- TASK PROMPT
Locate every line in the records that contains the word "outline" and copy each one out in full. Match case exactly.

- DATA EXCERPTS
—————
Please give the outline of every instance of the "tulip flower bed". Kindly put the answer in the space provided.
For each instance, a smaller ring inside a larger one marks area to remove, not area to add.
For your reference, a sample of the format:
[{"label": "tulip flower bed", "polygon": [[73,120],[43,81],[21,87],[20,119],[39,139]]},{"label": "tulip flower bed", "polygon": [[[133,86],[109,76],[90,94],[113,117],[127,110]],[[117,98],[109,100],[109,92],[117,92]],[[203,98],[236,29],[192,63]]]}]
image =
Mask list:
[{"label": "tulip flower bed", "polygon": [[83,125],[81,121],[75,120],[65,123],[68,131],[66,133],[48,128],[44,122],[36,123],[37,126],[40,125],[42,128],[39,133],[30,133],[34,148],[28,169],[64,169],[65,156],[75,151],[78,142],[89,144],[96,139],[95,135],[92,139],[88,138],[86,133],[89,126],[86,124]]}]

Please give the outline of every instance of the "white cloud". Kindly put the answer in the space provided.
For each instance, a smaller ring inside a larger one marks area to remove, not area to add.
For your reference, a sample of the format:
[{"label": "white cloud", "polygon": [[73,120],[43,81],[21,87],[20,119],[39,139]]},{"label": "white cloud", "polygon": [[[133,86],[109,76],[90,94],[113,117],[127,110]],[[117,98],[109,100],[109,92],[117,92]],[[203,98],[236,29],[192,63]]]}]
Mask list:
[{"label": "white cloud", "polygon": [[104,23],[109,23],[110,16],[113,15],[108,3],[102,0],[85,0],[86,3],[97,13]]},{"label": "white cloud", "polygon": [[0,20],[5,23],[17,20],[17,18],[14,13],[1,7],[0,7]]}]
—————
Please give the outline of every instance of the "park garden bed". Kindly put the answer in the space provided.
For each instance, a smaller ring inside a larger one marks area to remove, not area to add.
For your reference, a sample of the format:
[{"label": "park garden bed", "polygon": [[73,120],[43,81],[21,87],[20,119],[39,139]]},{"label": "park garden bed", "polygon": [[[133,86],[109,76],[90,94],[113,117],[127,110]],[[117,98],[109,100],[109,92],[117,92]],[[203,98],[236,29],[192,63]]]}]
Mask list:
—————
- EXERCISE SOLUTION
Please give the outline of every instance of the "tulip flower bed". Kindly put the answer in the space provided.
Please give the outline of every instance of the "white cloud". Kindly put the answer in the space provided.
Please give the outline of every instance of the "park garden bed". Kindly put the answer in the space provided.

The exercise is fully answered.